◆ **STATED PROBLEM**
Recast every line of the entries below as a numbered list, skipping blank lines and leaving the pictures out.

◆ **EXCERPTED RECORDS**
'''

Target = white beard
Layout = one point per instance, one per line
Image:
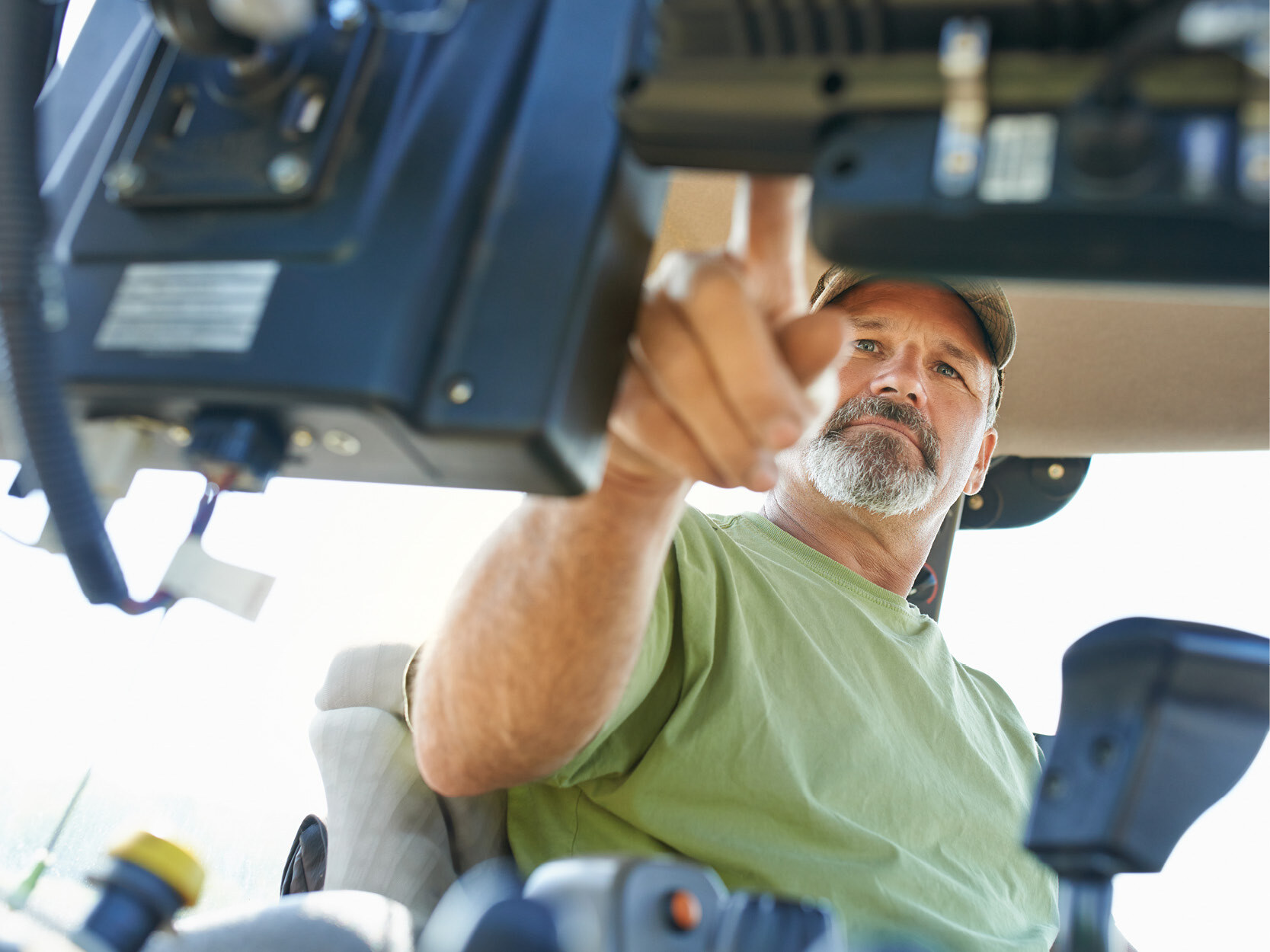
(873, 470)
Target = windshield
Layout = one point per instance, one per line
(196, 723)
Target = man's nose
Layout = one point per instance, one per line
(901, 379)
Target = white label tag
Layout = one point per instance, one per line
(188, 306)
(1019, 159)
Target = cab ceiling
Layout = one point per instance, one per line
(1100, 369)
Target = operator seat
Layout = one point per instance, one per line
(388, 832)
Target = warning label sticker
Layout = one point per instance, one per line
(1019, 159)
(188, 306)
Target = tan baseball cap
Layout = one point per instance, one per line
(984, 296)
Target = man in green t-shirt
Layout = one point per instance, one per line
(756, 693)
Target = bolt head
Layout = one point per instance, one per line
(289, 173)
(461, 390)
(125, 178)
(342, 443)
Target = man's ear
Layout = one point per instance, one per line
(980, 465)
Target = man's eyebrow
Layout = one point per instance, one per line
(868, 323)
(961, 353)
(950, 347)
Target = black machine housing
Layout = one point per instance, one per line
(433, 278)
(413, 258)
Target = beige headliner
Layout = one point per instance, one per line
(1099, 369)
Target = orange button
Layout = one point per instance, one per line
(685, 910)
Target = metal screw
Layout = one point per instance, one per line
(346, 14)
(289, 173)
(461, 390)
(125, 178)
(342, 443)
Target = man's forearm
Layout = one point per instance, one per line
(541, 637)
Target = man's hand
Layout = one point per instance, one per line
(725, 356)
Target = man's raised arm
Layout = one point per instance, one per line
(545, 628)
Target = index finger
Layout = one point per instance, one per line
(769, 235)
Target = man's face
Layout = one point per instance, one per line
(911, 430)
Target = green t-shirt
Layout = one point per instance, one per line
(807, 733)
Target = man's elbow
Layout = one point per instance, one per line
(447, 775)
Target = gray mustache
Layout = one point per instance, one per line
(892, 411)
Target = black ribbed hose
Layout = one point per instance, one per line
(45, 422)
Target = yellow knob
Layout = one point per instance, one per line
(169, 862)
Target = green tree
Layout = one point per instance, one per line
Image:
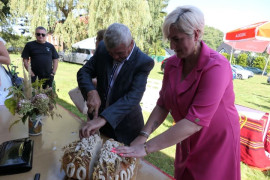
(212, 37)
(242, 59)
(259, 62)
(154, 44)
(133, 13)
(61, 17)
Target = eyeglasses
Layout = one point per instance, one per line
(40, 34)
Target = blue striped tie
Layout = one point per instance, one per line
(115, 66)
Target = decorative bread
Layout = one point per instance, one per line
(111, 166)
(80, 156)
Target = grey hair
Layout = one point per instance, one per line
(41, 28)
(186, 19)
(117, 34)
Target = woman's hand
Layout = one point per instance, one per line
(132, 151)
(138, 140)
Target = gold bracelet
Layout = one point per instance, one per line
(145, 148)
(145, 134)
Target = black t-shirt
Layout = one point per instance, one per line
(41, 57)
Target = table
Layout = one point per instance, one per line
(56, 133)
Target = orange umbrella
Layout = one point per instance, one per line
(254, 37)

'''

◆ **FINISHED TASK**
1. Target = white beard
2. Layout = one point per instance, one per line
3. Image:
4. (873, 470)
5. Target = windshield
6. Layout = one point per instance, one per line
7. (196, 723)
8. Target = man's nose
9. Layout = one point per instance, one per line
10. (901, 379)
11. Target = white label tag
12. Layout = one point per instance, one per line
13. (188, 306)
14. (1019, 159)
15. Target = cab ceiling
16. Layout = one point per instance, one per line
17. (1100, 369)
18. Target = operator seat
19. Layout = one point per instance, one per line
20. (388, 832)
21. Target = warning label sticker
22. Layout = one point per instance, one per line
23. (1019, 159)
24. (188, 306)
25. Target = tan baseball cap
26. Layout = one point per instance, one per line
27. (984, 296)
28. Target = man in green t-shirt
29. Layout = one point per instance, one per line
30. (756, 693)
31. Target = bolt head
32. Layout = one point per instance, one per line
33. (289, 173)
34. (461, 390)
35. (125, 178)
36. (342, 443)
37. Target = man's ear
38. Layout = one point per instance, one per line
39. (980, 465)
40. Target = man's eyebrow
41. Layout = one point per instance, one per line
42. (868, 323)
43. (961, 353)
44. (950, 347)
45. Target = black machine housing
46. Layout = one point per instance, one per line
47. (433, 278)
48. (413, 258)
49. Target = beige headliner
50. Layout = one point per instance, one per line
51. (1099, 369)
52. Target = orange button
53. Layout = one point per instance, one per line
54. (685, 910)
55. Target = metal screw
56. Layout = one point per instance, one per line
57. (346, 14)
58. (289, 173)
59. (461, 390)
60. (125, 178)
61. (342, 443)
62. Target = man's forearm
63. Layout = one point per instance, one per line
64. (541, 637)
65. Target = man's hand
66. Layout = one point per instance, one per line
67. (725, 356)
68. Target = man's raised arm
69. Layout = one point per instance, one per line
70. (545, 628)
71. Target = index finger
72. Layout = one point per instance, one per line
73. (769, 235)
74. Target = man's face
75. Layout = one point per instance, one per line
76. (911, 430)
77. Target = green t-shirt
78. Layout = one point per instance, one per line
79. (807, 733)
80. Target = man's elbow
81. Layout = one point per instance, one per line
82. (447, 775)
83. Target = gray mustache
84. Layout = one point per instance, one per line
85. (892, 411)
86. Target = black ribbed hose
87. Layout = one point per instance, one per line
88. (45, 422)
89. Target = yellow knob
90. Layout = one point per instance, one per line
91. (169, 862)
92. Target = green tree
93. Layout = one point per instance, one per line
94. Image:
95. (212, 37)
96. (242, 59)
97. (259, 62)
98. (154, 44)
99. (133, 13)
100. (61, 17)
101. Target = eyeglasses
102. Layout = one point per instance, one per line
103. (40, 34)
104. Target = blue striped tie
105. Layout = one point per instance, one per line
106. (115, 66)
107. Target = decorative bread
108. Layout = one point per instance, one per line
109. (111, 166)
110. (80, 156)
111. Target = grey hair
112. Layout = one point per instance, one per line
113. (41, 28)
114. (186, 19)
115. (117, 34)
116. Target = woman's hand
117. Layout = one point per instance, one per line
118. (132, 151)
119. (138, 140)
120. Target = gold bracelet
121. Layout = one point per instance, one per line
122. (145, 148)
123. (145, 134)
124. Target = black t-shirt
125. Layout = one point per instance, one per line
126. (41, 57)
127. Target = table
128. Layout = one point per instance, one per line
129. (56, 133)
130. Target = orange umbrella
131. Layout = one point per instance, one per line
132. (254, 37)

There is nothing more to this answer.